**取り組む課題**
「find | brass drawer pull handle」を含む行から記録データの最後の行までを、一字も変えずにそのまま返してください。

(記録データ)
===

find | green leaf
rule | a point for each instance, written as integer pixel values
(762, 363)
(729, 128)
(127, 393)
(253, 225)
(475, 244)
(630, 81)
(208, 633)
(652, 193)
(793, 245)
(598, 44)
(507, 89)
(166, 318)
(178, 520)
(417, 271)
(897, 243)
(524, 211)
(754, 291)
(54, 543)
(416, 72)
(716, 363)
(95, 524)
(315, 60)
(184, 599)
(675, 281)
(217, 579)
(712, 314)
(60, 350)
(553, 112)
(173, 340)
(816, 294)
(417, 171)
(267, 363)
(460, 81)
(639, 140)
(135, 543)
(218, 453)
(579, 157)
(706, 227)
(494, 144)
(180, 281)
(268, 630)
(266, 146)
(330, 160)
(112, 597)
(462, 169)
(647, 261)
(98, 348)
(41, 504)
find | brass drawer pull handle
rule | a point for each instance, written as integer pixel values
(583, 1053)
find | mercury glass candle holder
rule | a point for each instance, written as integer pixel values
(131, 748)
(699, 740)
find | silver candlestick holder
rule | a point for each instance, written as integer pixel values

===

**課題の解答**
find | brass drawer pull handle
rule | a point for each instance, written as integer pixel values
(583, 1053)
find | mercury glass candle holder
rule | a point for each instance, written as integer pixel values
(131, 748)
(699, 740)
find | silver candlestick holder
rule | a point for each instance, written as integer pixel values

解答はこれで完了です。